### LISTED RECORDS
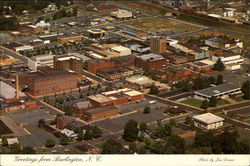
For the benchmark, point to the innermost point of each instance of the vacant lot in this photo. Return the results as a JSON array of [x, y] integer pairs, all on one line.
[[162, 24]]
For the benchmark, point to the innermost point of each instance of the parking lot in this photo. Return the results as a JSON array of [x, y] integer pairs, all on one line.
[[30, 116], [133, 111]]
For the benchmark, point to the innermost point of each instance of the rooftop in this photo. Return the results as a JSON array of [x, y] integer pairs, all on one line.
[[212, 91], [150, 57], [208, 118], [100, 109], [139, 79]]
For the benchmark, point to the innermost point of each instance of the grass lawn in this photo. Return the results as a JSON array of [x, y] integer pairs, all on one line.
[[162, 24], [192, 102], [212, 23]]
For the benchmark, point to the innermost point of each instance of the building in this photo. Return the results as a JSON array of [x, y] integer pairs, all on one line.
[[115, 73], [12, 141], [122, 51], [158, 45], [218, 42], [173, 74], [220, 91], [72, 39], [103, 8], [117, 97], [49, 81], [17, 47], [70, 63], [134, 32], [203, 65], [81, 106], [97, 33], [122, 14], [101, 112], [231, 61], [150, 61], [139, 82], [208, 121], [40, 60], [63, 121]]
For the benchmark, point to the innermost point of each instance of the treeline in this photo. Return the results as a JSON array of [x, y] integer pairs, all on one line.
[[10, 23]]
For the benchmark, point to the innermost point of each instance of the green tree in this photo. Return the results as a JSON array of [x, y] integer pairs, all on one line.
[[213, 101], [245, 88], [154, 90], [143, 126], [204, 104], [131, 131], [146, 110], [97, 132], [219, 65], [219, 79], [50, 143], [29, 150], [111, 147], [64, 141]]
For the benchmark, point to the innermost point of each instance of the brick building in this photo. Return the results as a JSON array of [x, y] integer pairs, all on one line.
[[101, 112], [47, 80], [68, 63], [150, 61], [158, 45]]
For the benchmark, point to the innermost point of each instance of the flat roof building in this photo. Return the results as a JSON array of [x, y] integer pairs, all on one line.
[[220, 91], [208, 121]]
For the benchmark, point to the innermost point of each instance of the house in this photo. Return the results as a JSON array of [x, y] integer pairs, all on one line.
[[208, 121], [220, 91], [12, 141], [69, 133]]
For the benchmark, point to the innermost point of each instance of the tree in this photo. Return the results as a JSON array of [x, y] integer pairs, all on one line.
[[111, 147], [204, 104], [131, 131], [96, 132], [64, 141], [88, 134], [154, 90], [245, 88], [219, 79], [50, 143], [29, 150], [41, 122], [219, 65], [146, 110], [143, 126], [213, 101]]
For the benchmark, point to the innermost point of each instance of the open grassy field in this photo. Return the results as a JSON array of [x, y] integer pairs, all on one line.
[[215, 24], [245, 40], [162, 24], [192, 102]]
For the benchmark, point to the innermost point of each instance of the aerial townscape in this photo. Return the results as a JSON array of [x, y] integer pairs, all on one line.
[[125, 77]]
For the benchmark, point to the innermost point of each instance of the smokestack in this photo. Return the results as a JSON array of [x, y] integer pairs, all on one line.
[[17, 87]]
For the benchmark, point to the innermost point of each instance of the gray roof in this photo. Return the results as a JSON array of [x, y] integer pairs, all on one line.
[[151, 56], [223, 88]]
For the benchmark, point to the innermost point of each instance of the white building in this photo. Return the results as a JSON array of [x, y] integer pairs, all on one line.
[[208, 121], [231, 62], [40, 60], [220, 91], [12, 141], [122, 14], [69, 133], [123, 51]]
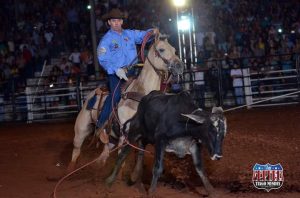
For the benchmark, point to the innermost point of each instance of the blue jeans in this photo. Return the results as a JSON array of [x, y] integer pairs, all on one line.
[[114, 83], [115, 90]]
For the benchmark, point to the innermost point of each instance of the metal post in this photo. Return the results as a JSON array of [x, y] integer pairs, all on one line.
[[178, 32], [93, 32], [194, 38], [191, 45]]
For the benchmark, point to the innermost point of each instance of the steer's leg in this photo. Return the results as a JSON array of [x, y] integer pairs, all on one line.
[[158, 165], [197, 159], [137, 172], [121, 157]]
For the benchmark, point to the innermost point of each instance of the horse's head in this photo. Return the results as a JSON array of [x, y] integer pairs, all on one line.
[[163, 58]]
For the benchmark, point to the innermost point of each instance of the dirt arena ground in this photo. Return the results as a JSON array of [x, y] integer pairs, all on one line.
[[33, 153]]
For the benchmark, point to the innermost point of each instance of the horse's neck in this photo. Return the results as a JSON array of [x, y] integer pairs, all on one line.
[[148, 79]]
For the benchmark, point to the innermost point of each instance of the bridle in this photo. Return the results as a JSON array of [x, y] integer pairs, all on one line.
[[157, 53]]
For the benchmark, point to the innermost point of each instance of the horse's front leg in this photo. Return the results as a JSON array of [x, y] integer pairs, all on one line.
[[121, 157], [197, 160], [105, 153], [81, 132], [158, 165]]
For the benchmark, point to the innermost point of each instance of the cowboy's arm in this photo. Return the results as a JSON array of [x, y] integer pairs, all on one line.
[[105, 58]]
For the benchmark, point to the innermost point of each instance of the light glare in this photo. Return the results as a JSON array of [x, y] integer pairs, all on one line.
[[184, 23], [179, 3]]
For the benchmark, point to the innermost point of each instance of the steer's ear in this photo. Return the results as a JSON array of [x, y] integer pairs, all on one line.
[[194, 117]]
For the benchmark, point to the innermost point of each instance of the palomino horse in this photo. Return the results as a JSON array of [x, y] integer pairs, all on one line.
[[160, 60]]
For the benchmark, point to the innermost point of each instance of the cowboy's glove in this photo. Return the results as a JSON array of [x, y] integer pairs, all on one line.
[[121, 74]]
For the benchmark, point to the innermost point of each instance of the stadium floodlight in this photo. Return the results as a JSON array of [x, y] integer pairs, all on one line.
[[183, 23], [179, 3]]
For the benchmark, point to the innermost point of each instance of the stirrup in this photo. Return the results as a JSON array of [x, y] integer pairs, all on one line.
[[103, 136]]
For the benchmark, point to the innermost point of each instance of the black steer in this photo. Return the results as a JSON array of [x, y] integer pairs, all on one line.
[[173, 123]]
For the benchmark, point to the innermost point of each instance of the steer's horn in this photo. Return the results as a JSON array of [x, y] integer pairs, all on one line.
[[196, 118]]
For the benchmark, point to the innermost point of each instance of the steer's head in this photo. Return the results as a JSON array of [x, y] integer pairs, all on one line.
[[210, 131]]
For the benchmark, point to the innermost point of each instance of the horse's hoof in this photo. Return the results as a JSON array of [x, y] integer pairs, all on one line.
[[71, 167], [109, 181]]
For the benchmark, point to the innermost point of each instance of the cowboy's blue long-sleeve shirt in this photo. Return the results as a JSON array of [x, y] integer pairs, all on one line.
[[117, 50]]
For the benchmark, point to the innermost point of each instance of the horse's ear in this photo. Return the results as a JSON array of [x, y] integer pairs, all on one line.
[[163, 37]]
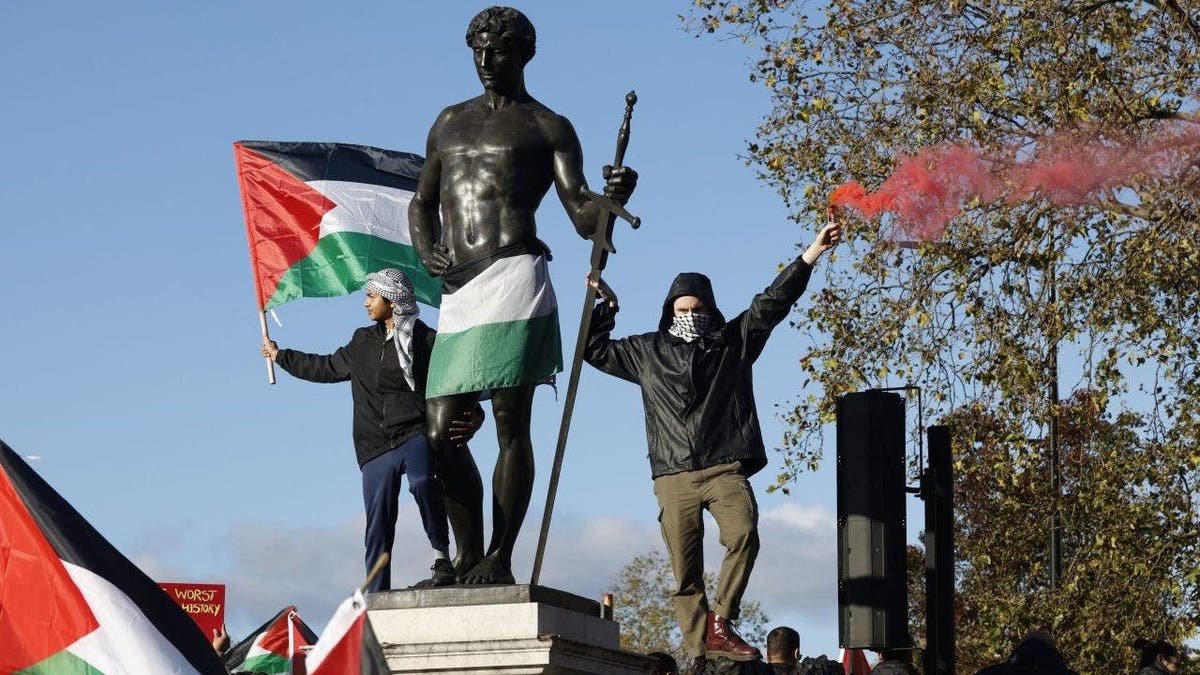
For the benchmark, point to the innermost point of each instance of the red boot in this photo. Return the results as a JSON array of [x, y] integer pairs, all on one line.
[[723, 640]]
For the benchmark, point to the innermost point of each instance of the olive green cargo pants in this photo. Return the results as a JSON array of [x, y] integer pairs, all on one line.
[[683, 499]]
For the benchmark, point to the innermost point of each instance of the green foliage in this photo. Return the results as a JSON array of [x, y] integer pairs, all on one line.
[[643, 608], [981, 318], [973, 317], [1129, 538]]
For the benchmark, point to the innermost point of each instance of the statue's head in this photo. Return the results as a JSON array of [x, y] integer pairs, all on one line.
[[510, 25]]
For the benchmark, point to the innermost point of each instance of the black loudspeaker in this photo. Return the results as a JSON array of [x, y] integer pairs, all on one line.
[[873, 599]]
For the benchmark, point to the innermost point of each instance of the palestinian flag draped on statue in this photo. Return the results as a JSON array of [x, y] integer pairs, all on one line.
[[72, 604], [273, 646], [321, 216]]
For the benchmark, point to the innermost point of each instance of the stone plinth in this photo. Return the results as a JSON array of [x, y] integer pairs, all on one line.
[[510, 629]]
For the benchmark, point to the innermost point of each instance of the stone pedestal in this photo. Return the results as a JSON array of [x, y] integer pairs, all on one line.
[[510, 629]]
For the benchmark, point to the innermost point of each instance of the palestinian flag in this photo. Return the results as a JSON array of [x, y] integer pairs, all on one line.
[[321, 216], [71, 603], [499, 329], [348, 645], [273, 646]]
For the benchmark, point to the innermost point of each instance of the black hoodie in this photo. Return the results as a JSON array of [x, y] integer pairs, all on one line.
[[699, 395], [387, 411]]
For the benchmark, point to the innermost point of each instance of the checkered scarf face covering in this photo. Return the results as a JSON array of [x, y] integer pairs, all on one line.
[[393, 285], [691, 327]]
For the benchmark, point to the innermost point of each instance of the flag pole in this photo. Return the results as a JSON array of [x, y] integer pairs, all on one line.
[[384, 559], [267, 335]]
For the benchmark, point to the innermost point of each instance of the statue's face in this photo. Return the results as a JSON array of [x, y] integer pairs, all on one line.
[[497, 63]]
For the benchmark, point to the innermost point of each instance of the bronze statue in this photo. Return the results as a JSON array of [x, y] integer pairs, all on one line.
[[490, 160]]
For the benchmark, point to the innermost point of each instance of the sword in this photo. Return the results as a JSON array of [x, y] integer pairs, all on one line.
[[601, 245]]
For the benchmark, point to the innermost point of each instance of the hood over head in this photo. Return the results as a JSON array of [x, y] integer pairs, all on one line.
[[690, 284]]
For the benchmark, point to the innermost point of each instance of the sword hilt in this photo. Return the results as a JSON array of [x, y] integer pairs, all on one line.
[[623, 133]]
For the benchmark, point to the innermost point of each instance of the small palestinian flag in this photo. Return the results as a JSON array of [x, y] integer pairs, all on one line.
[[71, 603], [348, 645], [273, 646], [321, 216]]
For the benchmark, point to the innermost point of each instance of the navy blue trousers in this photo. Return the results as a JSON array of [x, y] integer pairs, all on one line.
[[381, 496]]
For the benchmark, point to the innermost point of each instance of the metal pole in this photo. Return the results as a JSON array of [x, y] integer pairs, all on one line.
[[937, 490], [1055, 472]]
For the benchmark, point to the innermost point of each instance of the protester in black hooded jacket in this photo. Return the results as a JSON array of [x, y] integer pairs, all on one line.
[[702, 431]]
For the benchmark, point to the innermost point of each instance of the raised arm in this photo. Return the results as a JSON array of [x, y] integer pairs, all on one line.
[[771, 306], [313, 368], [621, 358], [424, 220]]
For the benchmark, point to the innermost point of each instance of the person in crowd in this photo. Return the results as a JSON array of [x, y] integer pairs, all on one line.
[[387, 364], [703, 434], [1037, 655], [1157, 658]]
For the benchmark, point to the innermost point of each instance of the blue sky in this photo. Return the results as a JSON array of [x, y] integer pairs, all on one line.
[[129, 311]]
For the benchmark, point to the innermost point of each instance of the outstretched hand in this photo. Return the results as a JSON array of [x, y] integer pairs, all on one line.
[[828, 238], [270, 350], [220, 639]]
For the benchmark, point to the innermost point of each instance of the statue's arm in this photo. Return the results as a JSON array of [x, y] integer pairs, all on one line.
[[569, 180], [424, 221]]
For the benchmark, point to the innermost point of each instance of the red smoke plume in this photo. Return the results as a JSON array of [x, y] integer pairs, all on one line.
[[929, 189]]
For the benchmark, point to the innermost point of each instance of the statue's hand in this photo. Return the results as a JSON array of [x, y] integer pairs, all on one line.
[[621, 183], [463, 428], [438, 260], [604, 292]]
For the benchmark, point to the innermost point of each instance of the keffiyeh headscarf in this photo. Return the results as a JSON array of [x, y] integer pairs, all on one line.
[[691, 326], [394, 285]]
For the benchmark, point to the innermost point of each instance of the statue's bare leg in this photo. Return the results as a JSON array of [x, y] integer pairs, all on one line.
[[511, 483], [463, 485]]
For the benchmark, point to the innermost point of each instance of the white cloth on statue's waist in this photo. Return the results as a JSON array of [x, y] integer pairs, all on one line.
[[498, 329]]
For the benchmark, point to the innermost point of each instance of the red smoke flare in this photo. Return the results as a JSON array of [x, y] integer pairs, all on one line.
[[929, 189]]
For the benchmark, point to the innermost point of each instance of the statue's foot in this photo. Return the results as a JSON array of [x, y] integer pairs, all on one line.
[[490, 571], [463, 565]]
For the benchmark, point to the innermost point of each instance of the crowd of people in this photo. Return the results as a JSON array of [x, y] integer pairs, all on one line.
[[1036, 655]]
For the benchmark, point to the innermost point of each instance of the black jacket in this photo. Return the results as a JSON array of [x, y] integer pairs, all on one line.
[[699, 396], [387, 411]]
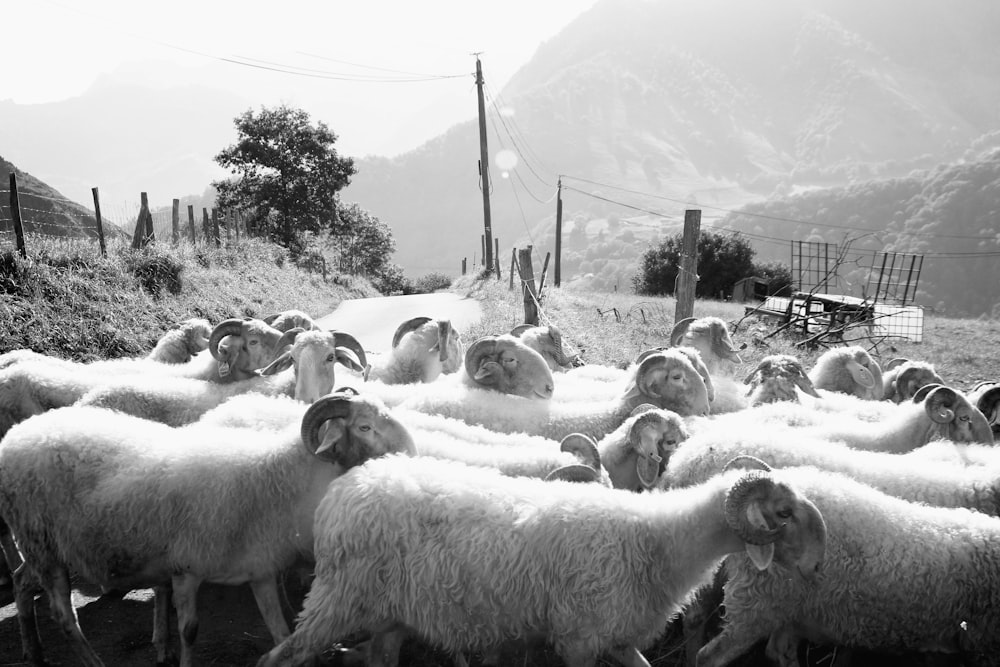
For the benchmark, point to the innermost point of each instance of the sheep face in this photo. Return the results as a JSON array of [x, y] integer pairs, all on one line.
[[957, 419], [505, 364], [353, 429], [314, 355], [776, 378], [668, 380]]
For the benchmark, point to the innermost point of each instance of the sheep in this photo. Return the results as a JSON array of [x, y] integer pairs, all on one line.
[[666, 379], [903, 378], [548, 342], [236, 349], [129, 503], [422, 350], [848, 370], [898, 576], [182, 342], [710, 336], [468, 558], [306, 371], [986, 397]]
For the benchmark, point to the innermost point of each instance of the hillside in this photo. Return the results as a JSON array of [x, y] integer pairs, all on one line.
[[711, 105]]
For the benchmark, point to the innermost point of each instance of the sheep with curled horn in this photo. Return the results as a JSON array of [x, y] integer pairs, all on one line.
[[666, 379], [422, 350], [848, 370], [710, 336], [176, 506], [305, 371], [548, 341], [903, 377], [986, 397]]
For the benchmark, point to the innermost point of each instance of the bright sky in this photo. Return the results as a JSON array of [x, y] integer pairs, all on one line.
[[347, 53]]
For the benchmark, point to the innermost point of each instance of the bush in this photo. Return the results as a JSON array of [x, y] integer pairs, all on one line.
[[431, 283], [723, 259]]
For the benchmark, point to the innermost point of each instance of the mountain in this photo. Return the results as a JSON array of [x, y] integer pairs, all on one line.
[[43, 209], [664, 106]]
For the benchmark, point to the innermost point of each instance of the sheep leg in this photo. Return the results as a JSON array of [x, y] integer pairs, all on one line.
[[186, 602], [61, 606], [629, 656], [265, 592], [161, 626], [25, 588]]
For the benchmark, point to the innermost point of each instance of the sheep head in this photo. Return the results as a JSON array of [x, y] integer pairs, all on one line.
[[505, 364], [243, 346], [775, 379], [848, 370], [347, 429], [585, 449], [709, 335], [437, 339], [986, 397], [905, 377], [668, 380], [291, 319], [776, 524], [956, 419], [651, 437], [314, 355], [548, 342]]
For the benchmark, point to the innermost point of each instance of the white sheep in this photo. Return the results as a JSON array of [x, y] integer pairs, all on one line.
[[127, 503], [898, 576], [422, 349], [710, 336], [903, 378], [547, 341], [468, 558], [305, 371], [848, 370], [666, 379]]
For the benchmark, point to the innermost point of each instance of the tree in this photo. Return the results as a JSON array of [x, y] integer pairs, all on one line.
[[287, 171], [722, 260]]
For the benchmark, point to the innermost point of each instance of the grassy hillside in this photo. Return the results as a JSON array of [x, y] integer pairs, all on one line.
[[67, 301]]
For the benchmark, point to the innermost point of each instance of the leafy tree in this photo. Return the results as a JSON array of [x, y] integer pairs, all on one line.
[[288, 173], [722, 260]]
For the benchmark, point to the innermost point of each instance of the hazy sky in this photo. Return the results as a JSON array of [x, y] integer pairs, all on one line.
[[385, 74]]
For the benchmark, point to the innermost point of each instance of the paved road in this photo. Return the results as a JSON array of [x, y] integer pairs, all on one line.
[[374, 321]]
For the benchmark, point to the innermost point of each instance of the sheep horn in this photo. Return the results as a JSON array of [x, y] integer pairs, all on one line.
[[583, 448], [574, 472], [739, 461], [898, 361], [231, 327], [680, 328], [940, 403], [738, 499], [344, 339], [331, 406], [406, 327]]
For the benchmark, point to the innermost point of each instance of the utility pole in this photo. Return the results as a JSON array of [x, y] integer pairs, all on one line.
[[484, 169]]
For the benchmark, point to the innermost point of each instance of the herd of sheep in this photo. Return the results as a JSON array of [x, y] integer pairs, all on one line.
[[487, 494]]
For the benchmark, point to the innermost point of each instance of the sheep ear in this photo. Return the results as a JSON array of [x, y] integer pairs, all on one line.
[[349, 359], [282, 362], [760, 554], [861, 375]]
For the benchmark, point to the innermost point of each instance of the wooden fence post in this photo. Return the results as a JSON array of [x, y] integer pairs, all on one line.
[[528, 286], [100, 224], [15, 214], [687, 272], [175, 222], [191, 223]]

### GOAL
Reproduce verbatim the entries above, from their first line up to and including the line that contains "[[30, 116], [133, 111]]", and leave out the pictures.

### COMPLETED EXERCISE
For the benchmark, point to the innermost point of each instance of the vacant lot in this photo. Return the results as a JSON array of [x, y] integer pairs, all on one line.
[[162, 24]]
For the benchmark, point to the innermost point of each instance of the parking lot in this photo. Return the results as a JSON array of [x, y] integer pairs, all on one line.
[[30, 116], [133, 111]]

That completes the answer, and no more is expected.